ANFORDERUNGEN. Schreibe den Abschnitt des Textes über die Mindestlohnkontrollen neu, beginnend mit "Um die Zusatzarbeit" und weiter bis einschließlich "Asylanträgen zu helfen.", und setze dabei "Bundesfinanzverwaltung" anstelle von "Zollverwaltung".

TEXTAUSZUG.
Die meisten Verstöße in der Gastronomie

Ob der Mindestlohn gezahlt wird, kontrollieren seit Jahresanfang die Zoll-Mitarbeiter der Finanzkontrolle Schwarzarbeit. Bis Ende Juni wurden bundesweit insgesamt 24.970 Betriebe überprüft. Danach wurden 297 Ordnungswidrigkeitsverfahren nach dem Mindestlohngesetz eingeleitet, wie aus der Antwort der Bundesregierung auf eine Kleine Anfrage des Linken-Abgeordneten Klaus Ernst hervorgeht. 146 Ermittlungsverfahren wurden eingeleitet, weil das Arbeitsentgelt nicht oder nicht rechtzeitig gezahlt wurde. Weitere 134 Verfahren laufen, weil die Aufzeichnungen fehlerhaft waren oder nicht vorlagen.

Die meisten Verstöße entfielen auf den Hotel- und Gaststättenbereich: Nach 3817 Überprüfungen wurden dort 141 Verfahren eingeleitet. Im Bau hingegen konnten die Prüfer trotz intensiver Kontrollen nicht annähernd so viele Verstöße feststellen (10.120 Überprüfungen, 17 Verfahren). Weitere Kontrollschwerpunkte waren die Speditions- und Transportdienstleistung (1394 Überprüfungen, 15 Verfahren) sowie die Arbeitnehmerüberlassung (514 Überprüfungen, keine Ermittlungsverfahren).

Gewerkschaften kritisieren Abzug der Kontrolleure

Um die Zusatzarbeit bewältigen zu können, bewilligte die Bundesregierung dem Zoll 1600 zusätzliche Stellen. Doch der Personalaufbau kommt nun wegen der Flüchtlingskrise ins Stocken, wie Finanzminister Wolfgang Schäuble (CDU) diese Woche ankündigte. Allein 320 neue Beschäftigte bei der Zollverwaltung sollen abgeordnet werden, um bei der Registrierung von Flüchtlingen und der Bearbeitung von Asylanträgen zu helfen.

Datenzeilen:
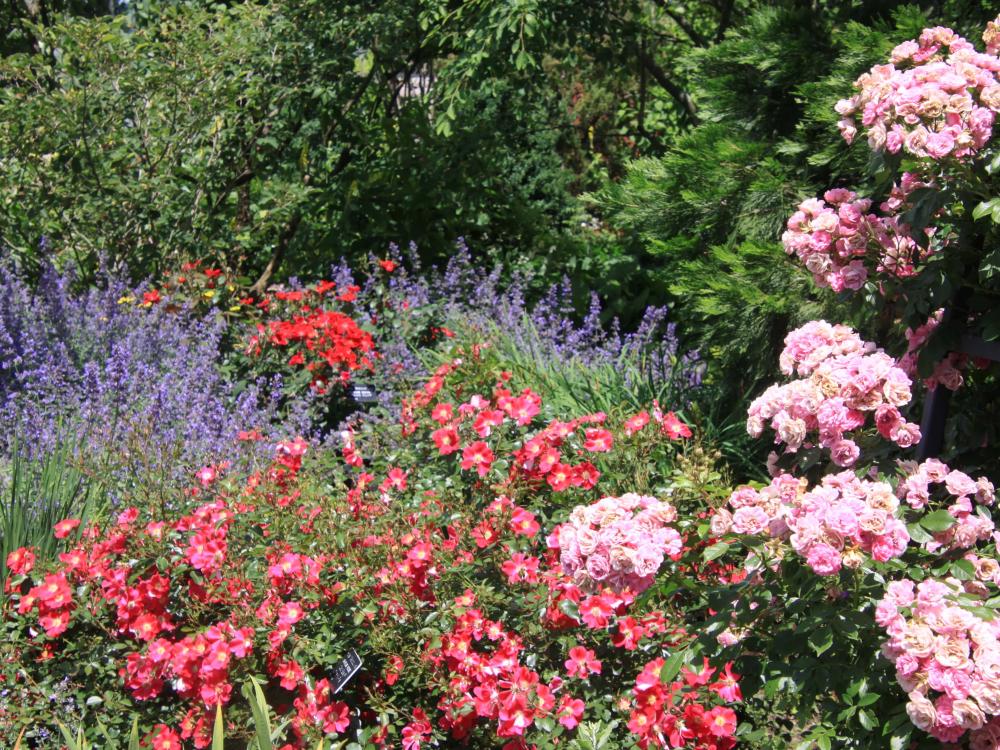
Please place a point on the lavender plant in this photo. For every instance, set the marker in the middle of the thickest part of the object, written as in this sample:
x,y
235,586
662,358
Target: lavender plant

LÖSUNG DER AUFGABE.
Um die Zusatzarbeit bewältigen zu können, bewilligte die Bundesregierung dem Zoll 1600 zusätzliche Stellen. Doch der Personalaufbau kommt nun wegen der Flüchtlingskrise ins Stocken, wie Finanzminister Wolfgang Schäuble (CDU) diese Woche ankündigte. Allein 320 neue Beschäftigte bei der Bundesfinanzverwaltung sollen abgeordnet werden, um bei der Registrierung von Flüchtlingen und der Bearbeitung von Asylanträgen zu helfen.